Task prompt:
Write out the line with "Would you be able to mark the man's eye" and every later line through the end of the data below, exactly as given, with no pictures in the copy.
*** Given information ***
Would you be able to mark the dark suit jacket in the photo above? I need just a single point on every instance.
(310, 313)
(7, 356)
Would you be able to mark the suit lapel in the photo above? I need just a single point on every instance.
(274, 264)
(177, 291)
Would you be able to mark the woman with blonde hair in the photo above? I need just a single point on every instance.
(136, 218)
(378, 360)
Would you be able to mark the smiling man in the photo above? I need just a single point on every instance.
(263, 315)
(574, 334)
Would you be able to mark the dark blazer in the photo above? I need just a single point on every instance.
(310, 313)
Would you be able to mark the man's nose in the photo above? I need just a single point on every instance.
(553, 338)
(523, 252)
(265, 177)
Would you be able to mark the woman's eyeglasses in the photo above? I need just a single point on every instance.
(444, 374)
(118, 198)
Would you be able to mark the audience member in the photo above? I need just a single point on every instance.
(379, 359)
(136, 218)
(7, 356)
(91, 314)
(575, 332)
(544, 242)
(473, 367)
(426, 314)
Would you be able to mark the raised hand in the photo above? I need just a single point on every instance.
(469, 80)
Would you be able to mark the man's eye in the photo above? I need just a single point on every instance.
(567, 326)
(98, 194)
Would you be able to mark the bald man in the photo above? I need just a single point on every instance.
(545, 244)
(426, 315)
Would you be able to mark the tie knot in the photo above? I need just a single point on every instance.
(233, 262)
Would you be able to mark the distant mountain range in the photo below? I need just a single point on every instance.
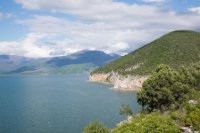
*** End of Given information ***
Answer area:
Would you be able to mark the man's eye in the photo above? I need just a single point on every instance.
(567, 326)
(98, 194)
Would you be able to mark the bald man in the photo above? I need just a single point on every instance.
(545, 244)
(426, 315)
Would you be able to mark the tie knot in the photo above? I need just a single point on every instance.
(233, 262)
Would you be able to mark the distant mountain range in the photo below? I need just a single point on every instance.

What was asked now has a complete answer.